§ **TASK PROMPT**
Of all the lines in the entries below, give again exactly those starting at the line containing "black sunglasses, the" and ending at the line containing "Annotation guideline: for every instance of the chin", both ends included, and no others.

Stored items
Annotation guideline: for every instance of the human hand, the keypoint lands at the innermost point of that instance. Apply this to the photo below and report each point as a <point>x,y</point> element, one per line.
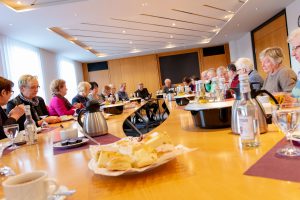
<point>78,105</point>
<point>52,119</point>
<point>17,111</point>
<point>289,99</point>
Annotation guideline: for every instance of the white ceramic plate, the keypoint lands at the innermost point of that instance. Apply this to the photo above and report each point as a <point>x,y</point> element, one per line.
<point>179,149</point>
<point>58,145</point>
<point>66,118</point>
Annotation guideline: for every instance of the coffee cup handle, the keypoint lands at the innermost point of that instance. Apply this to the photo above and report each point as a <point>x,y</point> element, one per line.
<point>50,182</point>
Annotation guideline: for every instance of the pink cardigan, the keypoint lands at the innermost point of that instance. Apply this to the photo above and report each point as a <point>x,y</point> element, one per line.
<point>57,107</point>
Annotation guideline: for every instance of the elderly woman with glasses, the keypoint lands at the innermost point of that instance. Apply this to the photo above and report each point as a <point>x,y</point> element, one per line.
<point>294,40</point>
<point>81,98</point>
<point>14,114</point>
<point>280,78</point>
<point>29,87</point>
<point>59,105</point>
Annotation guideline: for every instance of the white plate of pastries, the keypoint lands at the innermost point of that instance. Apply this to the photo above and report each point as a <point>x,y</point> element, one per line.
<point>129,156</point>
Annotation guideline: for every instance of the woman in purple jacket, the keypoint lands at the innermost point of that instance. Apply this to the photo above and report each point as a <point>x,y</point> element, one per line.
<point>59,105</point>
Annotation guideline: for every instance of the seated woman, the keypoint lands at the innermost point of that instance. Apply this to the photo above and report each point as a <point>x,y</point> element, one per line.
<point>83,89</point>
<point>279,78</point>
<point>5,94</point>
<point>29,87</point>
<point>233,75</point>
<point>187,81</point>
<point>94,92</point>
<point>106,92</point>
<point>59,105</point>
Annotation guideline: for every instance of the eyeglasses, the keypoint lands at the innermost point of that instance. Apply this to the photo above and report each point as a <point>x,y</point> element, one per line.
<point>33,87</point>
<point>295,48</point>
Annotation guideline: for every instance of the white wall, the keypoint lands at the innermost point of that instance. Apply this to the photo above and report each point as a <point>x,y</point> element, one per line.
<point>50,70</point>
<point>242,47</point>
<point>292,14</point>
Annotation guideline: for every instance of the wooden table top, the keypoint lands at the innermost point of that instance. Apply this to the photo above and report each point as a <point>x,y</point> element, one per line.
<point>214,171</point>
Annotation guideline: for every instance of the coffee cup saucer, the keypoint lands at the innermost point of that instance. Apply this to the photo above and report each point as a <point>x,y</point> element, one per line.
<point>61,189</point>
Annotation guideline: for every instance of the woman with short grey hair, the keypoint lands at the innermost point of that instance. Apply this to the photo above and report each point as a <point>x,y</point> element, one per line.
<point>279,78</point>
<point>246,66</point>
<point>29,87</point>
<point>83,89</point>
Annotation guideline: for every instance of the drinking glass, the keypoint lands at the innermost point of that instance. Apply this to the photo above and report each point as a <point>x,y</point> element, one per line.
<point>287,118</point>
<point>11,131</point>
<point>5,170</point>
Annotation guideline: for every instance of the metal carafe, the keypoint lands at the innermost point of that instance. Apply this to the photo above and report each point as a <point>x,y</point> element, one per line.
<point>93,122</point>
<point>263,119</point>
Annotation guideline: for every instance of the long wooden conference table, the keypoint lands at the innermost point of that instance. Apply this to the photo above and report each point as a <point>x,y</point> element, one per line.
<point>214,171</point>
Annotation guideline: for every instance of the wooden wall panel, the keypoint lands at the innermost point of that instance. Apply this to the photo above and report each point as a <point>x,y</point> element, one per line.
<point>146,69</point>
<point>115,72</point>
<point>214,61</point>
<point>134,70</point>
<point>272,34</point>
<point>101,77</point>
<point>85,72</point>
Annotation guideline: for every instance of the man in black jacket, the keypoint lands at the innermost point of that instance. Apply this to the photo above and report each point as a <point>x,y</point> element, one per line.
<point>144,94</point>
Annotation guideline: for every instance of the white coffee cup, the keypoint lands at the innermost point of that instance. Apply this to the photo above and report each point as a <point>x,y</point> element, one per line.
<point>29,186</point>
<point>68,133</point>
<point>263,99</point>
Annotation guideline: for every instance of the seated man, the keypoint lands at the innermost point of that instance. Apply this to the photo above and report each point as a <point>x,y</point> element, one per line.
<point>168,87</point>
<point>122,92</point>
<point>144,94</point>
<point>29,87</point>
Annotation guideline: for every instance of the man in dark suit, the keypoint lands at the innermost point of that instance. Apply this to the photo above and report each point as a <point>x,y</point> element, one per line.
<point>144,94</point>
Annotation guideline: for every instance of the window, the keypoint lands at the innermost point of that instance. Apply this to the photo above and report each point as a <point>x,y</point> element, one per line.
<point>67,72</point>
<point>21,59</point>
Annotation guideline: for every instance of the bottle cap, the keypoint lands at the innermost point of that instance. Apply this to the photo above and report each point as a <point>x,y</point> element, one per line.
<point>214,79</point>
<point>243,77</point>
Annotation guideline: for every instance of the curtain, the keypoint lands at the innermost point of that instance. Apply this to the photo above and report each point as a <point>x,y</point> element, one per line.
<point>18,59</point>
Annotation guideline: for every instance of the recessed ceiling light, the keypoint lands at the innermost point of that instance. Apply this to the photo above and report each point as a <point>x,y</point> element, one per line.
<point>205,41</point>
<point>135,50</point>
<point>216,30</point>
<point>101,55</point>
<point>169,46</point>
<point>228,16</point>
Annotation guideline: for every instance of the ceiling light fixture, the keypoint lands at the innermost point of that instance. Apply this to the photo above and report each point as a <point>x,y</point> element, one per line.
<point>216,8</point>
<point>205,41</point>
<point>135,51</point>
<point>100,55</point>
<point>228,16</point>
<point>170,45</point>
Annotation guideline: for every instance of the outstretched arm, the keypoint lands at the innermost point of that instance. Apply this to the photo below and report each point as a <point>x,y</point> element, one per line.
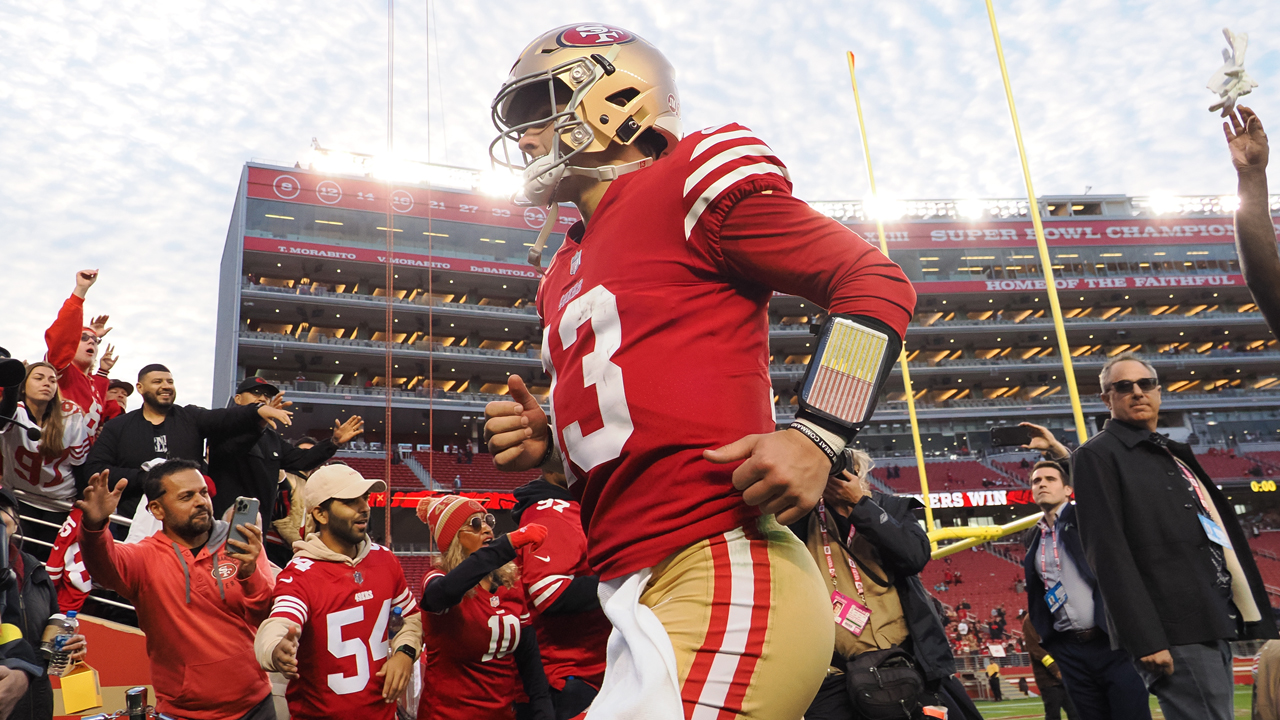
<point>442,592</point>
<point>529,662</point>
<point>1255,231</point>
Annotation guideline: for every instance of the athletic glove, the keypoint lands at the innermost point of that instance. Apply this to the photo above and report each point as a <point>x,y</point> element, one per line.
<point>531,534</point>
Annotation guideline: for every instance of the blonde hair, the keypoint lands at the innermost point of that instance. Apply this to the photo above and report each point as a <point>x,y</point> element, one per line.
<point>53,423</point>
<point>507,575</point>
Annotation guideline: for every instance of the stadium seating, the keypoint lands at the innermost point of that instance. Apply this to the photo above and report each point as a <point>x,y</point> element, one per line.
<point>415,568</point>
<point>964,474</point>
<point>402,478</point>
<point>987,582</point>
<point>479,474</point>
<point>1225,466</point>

* * *

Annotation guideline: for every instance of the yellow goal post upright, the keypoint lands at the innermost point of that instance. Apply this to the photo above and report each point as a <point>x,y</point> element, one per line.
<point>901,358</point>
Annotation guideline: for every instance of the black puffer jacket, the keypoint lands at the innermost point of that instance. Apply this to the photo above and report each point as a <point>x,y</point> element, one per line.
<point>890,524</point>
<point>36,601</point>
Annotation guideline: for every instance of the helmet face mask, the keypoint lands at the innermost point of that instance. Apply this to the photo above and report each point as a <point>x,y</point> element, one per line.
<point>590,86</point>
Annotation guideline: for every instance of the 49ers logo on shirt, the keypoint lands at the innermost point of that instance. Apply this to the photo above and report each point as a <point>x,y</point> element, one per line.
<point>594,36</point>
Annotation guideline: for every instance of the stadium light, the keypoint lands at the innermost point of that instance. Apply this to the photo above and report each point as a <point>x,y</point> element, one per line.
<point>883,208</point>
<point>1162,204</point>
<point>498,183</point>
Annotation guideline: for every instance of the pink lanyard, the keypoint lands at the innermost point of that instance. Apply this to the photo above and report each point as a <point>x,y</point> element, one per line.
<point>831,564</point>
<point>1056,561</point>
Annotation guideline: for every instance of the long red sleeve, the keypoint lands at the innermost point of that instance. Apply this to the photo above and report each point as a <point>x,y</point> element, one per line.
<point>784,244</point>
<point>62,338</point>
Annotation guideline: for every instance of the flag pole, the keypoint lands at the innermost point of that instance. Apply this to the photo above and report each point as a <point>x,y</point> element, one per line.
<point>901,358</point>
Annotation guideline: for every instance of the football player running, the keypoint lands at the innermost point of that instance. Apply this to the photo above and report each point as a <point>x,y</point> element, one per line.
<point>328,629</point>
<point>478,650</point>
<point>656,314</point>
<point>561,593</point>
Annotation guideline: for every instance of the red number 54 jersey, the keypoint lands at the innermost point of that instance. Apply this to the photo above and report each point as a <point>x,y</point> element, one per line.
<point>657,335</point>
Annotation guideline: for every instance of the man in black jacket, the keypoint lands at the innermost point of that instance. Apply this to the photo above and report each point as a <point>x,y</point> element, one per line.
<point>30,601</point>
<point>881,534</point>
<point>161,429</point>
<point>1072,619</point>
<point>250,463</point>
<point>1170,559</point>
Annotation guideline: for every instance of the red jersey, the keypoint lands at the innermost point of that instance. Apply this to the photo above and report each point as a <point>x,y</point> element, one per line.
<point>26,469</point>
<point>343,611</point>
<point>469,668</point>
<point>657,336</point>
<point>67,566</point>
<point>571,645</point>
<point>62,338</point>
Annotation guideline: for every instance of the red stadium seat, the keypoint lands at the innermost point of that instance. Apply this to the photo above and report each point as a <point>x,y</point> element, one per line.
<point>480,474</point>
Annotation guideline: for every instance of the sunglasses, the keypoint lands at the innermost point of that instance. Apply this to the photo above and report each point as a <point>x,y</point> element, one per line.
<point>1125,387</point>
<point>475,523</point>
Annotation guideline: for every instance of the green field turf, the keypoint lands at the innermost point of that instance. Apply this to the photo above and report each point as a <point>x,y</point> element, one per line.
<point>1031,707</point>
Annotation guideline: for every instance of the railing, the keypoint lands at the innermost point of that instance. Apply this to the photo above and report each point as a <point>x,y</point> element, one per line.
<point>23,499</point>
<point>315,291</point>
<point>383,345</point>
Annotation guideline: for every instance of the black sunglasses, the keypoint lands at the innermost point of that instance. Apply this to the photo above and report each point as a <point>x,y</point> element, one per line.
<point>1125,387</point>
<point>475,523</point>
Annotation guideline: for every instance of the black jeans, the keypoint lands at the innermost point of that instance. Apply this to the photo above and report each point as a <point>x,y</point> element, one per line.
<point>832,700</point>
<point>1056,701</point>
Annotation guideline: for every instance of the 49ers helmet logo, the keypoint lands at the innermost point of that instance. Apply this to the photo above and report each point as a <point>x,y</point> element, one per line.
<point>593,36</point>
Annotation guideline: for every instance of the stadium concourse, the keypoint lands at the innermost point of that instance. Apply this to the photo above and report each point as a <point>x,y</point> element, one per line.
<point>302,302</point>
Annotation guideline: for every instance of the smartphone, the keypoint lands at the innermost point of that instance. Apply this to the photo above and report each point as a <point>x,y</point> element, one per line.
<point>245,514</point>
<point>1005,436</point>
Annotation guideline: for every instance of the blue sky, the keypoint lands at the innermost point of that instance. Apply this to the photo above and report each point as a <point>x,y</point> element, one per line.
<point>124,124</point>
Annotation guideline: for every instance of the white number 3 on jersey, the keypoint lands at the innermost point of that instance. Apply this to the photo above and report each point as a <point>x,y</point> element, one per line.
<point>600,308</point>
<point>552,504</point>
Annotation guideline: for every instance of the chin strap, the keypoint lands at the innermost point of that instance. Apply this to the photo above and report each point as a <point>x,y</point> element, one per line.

§ **TASK SOLUTION**
Annotation guideline: for every instance of the black sunglasses, the keypoint lands at the innermost point of that instance. Apply this to the photo above and report each point as a <point>x,y</point> element, one per line.
<point>1125,387</point>
<point>475,523</point>
Annotation guideline: for every instance of the black jeans, the keypoint lands at the innermost point of that instance. Apply this to the photo above and report each point as a <point>x,y</point> element, one per line.
<point>832,700</point>
<point>1056,701</point>
Annotation guideline: for every instance of the 49ers helmet logo, the keypoint lands at the innermost point of that instance. Apply this to the photo above and report each point as a <point>x,y</point> element, one per line.
<point>593,36</point>
Annotation guideline: for every instance of the stadium concourse, the keypoint lands at the innermost point of that instance. Apply this to the photo above and report each point as a <point>x,y</point> element, one per line.
<point>302,302</point>
Annotation guideline: for every instance of the smartphone, the keypoint lands at the innermost point of that instance. Apply this to the photo above and report each point as a <point>x,y</point> element, one per line.
<point>245,514</point>
<point>1005,436</point>
Annotation guideline: for every instance of the blue sky, the keypoint lands at the innermost point of that instance. Apply this to the photo above and report each point as a <point>x,y</point> element, one per line.
<point>124,124</point>
Annotation guideline: for every instance of the white number 3 on jersey, the keypoint lands at the innermost point of that instance. Apply this to the photo above and report each point as a <point>x,y</point> element, one per line.
<point>600,308</point>
<point>552,504</point>
Annotation guideline: for every instance of the chin strap, the keypoint lands at the innermost point of that instance. Apply this to the photo above and report each point as a <point>x,y</point> element, one per line.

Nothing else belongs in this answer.